A run of entries:
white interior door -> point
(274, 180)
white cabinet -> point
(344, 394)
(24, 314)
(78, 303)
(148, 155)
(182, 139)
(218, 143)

What the task requires — Pull out every line of the entries above that contains the word "white", treating uppercase and lowercase as different.

Reply —
white interior door -> point
white cabinet -> point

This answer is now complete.